_Task details_:
Return all the lines below exactly. Any picture among them is omitted.

_Record excerpts_:
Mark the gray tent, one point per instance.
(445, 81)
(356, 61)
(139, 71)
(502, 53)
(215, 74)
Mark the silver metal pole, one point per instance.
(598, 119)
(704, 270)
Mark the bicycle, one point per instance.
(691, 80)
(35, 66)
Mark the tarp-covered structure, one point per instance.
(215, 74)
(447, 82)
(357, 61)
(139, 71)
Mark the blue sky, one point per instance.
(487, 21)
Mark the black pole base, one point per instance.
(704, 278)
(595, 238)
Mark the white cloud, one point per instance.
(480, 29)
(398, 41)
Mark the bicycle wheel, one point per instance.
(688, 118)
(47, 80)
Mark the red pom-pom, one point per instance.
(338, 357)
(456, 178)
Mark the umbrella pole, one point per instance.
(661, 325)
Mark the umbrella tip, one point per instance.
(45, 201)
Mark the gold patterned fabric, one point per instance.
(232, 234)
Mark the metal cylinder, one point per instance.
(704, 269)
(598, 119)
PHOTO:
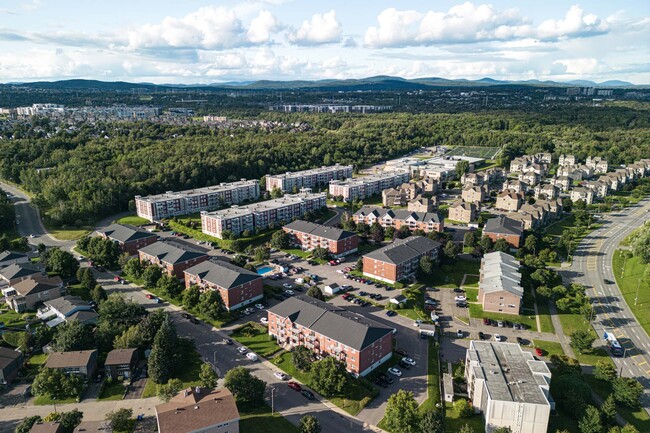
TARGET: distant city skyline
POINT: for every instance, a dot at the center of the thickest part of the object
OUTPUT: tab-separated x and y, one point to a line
201	42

_Exercise response_:
Mark the gray tent, one point per instance.
(445, 81)
(356, 61)
(139, 71)
(502, 53)
(215, 74)
Mark the silver metal pole, one point per instance.
(598, 119)
(704, 270)
Mark the bicycle, one point per instance.
(691, 80)
(35, 66)
Mark the tarp-covered structure, one point per instance.
(215, 74)
(447, 82)
(357, 61)
(139, 71)
Mark the blue sky, one point per instance.
(487, 21)
Mark the black pole base, one point per instance.
(704, 278)
(595, 238)
Mark the white cloud, one point per instance.
(480, 29)
(398, 41)
Mark the bicycle wheel, one point per instance.
(688, 118)
(47, 80)
Mark the red pom-pom, one point per instance.
(338, 357)
(456, 178)
Mark the umbrella pole, one point per instance.
(661, 325)
Mark the umbrella tip, one point per instance.
(45, 201)
Mark the gold patterned fabric, one point per instance.
(232, 234)
Mark the metal cylinder, one point per instance.
(704, 269)
(598, 119)
PHOTO:
TARGET: distant city skyline
POINT: for every instance, a dot at the center of the thickest part of the object
OUTPUT: tab-separated x and y, one point to a line
201	42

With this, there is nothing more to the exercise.